Write the next part of the passage on 1-indanone derivatives as acetylcholinesterase inhibitors, picking up after its last sentence.

DOCUMENT EXTRACT:
=-=-=
Among the AChE inhibitors, donepezil and rivastigmine are usually used early to moderate the stages of AD patients to treat cognitive loss. However, neither of them could cure AD, and they often cause some adverse effects. For example, donepezil can lead to diarrhea, and rivastigmine can cause vomiting. Therefore, it is urgent to find more effective AChE inhibitors to treat AD^[11,12]. From the crystal structure, it is clear that the 5,6-dimethoxy-1-indanone moiety and benzyl-piperidine moiety of donepezil interact with the peripheral and catalytic binding site of AChE, respectively^[4], whereas rivastigmine is the catalytic site-binding inhibitor^[13]. Therefore, combining the characteristics of the 2 inhibitors, Sheng et al recently reported a new kind of AChE inhibitors 2-substituted 5,6-dimethoxy-1-indanone derivatives, which have exhibited excellent inhibitory activities on AChE in vitro^[14,15]. These compounds consist of 3 functional groups: a 5,6-dimethoxy-1-indanone, a benzene ring, and a protonated nitrogen (Table 1). The first moiety, extracted from donepezil, is supposed to interact with the peripheral binding site, while the other 2 moieties, derived from rivastigmine (Table 1), might be able to interact with the catalytic binding site.

Table 1 Structures and biological activities of Donepezil and 44 1-indanone derivatives.
Full table

Recently, Akula et al performed molecular docking and comparative molecular field analysis (CoMFA) on a series of bis-tacrine compounds, which provides some new clues for the rational design of AChE inhibitors^[16]. In order to further elucidate the mechanism of these 1-indanone derivatives on the enzyme and provide hints for a new derivative design, molecular docking and three-dimensional quantitative structure-activity relationship (3D-QSAR) studies were carried out in the present study. At first, 44 1-indanone derivatives, together with donepezil, were docked into the active site of the enzyme, and then the detailed interactions between the inhibitors and the enzyme were investigated. Based on the docked conformations of these compounds within the active site of AChE, the 3D-QSAR analyses were performed directly using both CoMFA and comparative molecular similarity analysis (CoMSIA) methods. The CoMFA and CoMSIA contour plots were subsequently mapped onto the active site of the enzyme, which provided more information for the structural modification of this kind of inhibitors.
=-=-=
Data drawn from a collection:

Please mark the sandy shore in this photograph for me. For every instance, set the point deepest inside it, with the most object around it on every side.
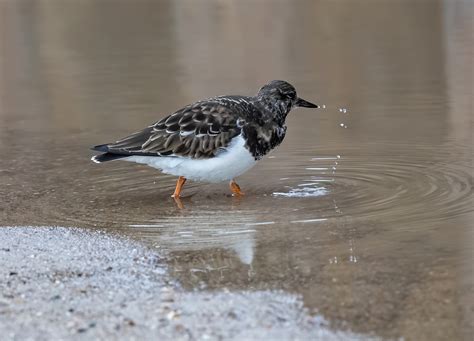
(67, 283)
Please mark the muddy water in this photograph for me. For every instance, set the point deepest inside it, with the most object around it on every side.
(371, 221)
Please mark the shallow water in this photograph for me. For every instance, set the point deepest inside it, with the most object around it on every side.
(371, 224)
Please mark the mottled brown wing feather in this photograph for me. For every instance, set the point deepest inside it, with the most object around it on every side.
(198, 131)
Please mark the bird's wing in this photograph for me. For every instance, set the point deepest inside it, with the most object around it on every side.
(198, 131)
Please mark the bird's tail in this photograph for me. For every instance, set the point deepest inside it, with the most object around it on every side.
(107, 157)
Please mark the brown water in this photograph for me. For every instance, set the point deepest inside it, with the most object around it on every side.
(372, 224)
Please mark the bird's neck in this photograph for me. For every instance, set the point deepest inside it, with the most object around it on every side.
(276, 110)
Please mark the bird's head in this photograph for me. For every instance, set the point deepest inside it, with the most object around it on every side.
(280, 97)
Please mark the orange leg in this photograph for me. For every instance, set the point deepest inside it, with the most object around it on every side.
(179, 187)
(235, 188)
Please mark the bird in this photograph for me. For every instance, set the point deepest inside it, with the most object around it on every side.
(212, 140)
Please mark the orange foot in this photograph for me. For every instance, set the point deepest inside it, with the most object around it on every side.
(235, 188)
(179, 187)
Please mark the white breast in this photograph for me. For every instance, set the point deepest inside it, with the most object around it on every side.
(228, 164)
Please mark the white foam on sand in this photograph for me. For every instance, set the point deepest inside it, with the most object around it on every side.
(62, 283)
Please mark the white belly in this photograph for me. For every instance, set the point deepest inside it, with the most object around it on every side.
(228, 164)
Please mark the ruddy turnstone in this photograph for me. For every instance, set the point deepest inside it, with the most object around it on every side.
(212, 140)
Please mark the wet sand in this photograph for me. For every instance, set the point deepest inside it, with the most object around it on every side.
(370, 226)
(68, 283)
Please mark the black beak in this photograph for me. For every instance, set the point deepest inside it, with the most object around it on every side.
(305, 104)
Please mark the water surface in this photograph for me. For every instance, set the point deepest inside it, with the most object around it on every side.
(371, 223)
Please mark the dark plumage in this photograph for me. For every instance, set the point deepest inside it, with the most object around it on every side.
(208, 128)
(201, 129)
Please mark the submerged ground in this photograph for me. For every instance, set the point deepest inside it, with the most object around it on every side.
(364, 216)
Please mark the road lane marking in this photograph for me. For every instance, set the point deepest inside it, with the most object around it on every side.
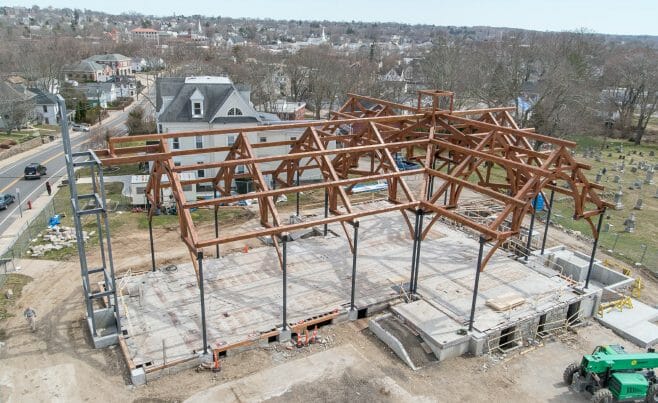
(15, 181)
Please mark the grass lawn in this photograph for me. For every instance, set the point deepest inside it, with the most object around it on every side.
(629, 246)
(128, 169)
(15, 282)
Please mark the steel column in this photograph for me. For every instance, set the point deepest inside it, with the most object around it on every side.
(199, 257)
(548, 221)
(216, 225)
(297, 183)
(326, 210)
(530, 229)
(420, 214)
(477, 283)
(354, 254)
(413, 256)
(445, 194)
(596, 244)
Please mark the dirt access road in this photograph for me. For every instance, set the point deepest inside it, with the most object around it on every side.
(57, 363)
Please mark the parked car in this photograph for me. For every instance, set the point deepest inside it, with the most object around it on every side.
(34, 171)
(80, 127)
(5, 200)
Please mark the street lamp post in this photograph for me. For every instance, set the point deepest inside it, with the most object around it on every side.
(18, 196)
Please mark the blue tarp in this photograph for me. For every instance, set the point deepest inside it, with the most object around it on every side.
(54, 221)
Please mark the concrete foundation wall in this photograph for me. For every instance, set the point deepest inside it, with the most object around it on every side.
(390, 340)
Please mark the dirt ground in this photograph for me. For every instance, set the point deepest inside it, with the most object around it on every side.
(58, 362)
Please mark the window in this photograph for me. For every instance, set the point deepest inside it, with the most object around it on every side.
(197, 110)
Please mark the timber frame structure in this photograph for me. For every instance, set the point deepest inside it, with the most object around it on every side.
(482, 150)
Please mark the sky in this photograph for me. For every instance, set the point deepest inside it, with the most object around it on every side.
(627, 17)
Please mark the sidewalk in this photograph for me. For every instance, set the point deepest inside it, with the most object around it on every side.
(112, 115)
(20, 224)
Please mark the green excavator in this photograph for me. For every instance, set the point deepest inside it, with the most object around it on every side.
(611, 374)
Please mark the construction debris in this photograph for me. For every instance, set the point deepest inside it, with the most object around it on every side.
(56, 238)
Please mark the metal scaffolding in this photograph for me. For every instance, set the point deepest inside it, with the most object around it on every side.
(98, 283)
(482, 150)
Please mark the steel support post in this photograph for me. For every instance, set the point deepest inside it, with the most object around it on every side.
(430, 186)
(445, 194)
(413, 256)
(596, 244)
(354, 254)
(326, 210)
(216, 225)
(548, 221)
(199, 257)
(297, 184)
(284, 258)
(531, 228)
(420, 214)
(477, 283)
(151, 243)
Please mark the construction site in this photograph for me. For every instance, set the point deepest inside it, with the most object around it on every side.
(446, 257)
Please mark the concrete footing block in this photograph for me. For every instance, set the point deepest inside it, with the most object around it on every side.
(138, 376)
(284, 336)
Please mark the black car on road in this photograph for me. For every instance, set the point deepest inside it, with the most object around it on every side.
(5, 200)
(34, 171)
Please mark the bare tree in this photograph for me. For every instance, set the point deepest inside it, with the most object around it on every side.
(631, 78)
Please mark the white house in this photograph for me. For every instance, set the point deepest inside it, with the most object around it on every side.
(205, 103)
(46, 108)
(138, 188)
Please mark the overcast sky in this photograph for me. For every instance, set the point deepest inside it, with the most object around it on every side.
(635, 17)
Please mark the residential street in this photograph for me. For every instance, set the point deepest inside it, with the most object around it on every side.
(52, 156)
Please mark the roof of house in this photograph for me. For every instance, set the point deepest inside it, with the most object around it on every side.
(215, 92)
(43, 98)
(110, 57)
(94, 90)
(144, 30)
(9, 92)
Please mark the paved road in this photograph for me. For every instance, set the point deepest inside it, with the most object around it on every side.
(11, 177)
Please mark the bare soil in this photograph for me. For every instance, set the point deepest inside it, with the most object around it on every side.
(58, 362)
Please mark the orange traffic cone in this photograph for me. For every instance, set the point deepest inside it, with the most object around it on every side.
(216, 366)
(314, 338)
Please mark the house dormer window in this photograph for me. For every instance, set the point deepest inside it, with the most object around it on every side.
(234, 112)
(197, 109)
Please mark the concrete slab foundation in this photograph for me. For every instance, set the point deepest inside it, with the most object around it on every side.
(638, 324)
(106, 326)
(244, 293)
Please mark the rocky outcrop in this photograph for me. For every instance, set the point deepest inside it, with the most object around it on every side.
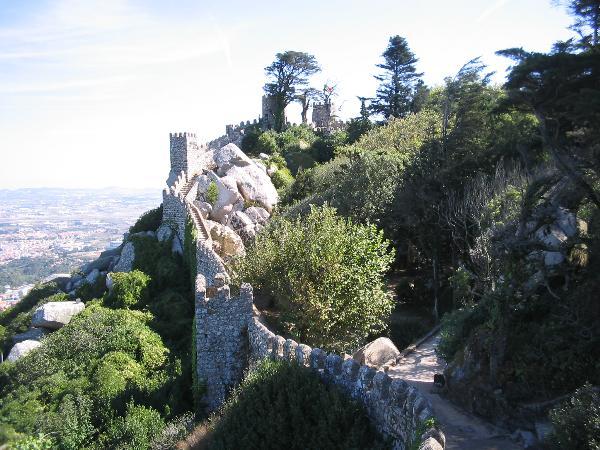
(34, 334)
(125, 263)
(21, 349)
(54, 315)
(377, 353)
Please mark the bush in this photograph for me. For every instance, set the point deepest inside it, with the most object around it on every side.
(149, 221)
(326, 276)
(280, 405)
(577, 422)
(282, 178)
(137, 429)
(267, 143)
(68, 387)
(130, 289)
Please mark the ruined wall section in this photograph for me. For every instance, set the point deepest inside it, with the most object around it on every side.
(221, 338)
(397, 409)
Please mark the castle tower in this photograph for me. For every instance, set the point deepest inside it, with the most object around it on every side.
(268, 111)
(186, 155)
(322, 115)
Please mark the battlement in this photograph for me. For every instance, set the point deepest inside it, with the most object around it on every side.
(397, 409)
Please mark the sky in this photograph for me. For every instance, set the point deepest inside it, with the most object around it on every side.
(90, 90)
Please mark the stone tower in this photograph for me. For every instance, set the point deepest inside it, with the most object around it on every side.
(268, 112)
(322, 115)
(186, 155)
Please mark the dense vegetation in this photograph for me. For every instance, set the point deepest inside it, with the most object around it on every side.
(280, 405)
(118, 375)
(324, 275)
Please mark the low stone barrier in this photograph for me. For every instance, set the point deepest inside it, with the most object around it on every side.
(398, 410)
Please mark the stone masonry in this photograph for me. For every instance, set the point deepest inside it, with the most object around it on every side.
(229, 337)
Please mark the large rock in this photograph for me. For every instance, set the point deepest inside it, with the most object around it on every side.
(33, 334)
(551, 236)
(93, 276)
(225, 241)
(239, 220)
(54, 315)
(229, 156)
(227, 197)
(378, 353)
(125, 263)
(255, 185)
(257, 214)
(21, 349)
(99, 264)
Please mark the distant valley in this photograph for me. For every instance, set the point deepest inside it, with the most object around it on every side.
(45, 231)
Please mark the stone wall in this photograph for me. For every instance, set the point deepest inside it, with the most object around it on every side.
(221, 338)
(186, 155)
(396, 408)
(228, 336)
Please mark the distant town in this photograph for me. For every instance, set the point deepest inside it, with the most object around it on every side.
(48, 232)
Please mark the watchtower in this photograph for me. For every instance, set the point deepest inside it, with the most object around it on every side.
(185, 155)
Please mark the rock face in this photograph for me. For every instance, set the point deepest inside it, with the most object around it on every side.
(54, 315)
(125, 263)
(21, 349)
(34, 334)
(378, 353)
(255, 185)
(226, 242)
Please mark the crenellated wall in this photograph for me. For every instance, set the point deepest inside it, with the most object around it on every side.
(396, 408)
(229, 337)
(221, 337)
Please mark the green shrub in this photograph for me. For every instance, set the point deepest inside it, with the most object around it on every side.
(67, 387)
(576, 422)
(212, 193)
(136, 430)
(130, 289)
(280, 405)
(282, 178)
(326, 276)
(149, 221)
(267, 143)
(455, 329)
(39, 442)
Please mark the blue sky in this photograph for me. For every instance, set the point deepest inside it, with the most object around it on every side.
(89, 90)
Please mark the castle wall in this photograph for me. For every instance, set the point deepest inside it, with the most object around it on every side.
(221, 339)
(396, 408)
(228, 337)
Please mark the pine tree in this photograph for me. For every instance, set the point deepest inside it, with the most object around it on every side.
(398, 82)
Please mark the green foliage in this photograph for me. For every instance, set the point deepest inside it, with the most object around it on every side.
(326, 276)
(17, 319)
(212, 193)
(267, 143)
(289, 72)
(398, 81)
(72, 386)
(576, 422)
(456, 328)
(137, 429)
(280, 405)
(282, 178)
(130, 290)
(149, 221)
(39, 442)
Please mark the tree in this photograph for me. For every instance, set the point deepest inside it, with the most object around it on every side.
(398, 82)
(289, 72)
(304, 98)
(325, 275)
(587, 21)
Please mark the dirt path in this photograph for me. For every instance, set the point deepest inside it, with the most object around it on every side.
=-=-=
REPLY TO THE TASK:
Materials and methods

Preparation of ligands We modeled the structures of 44 1-indanone derivatives synthesized by Sheng et al^[14,15]. Their structures and bioactivities, together with donepezil, totally 45 compounds are listed in Table 1. Nine compounds (com-pounds with asterisks in Table 1) were randomly selected as an external test set for further model validation, and the rest of the 36 compounds served as a training set to build the 3D-QSAR models. The 3-D structures of these compounds were sketched with molecular modeling software package SYBYL version 7.0 (Tripos Associates, St Louis, Missouri, USA)^[17] and energetically minimized using the Tripos force field^[18] with Gasteiger-Hückel charges^[19]. According to the inhibitors’ pKa values^[20] (Table 1), the nitrogen atoms of ligands 1–21 and 26–45 were protonated. In the cases of ligands 22–25, only the nitrogen adjacent to the methyl group was protonated since its pKa value was more than 7 and the other nitrogen’s pKa value was much less than 7. All the calculations were performed on a Dell Precision 670 workstation running Redhat Linux WS 3.0 (Red Hat, North Carolina, USA)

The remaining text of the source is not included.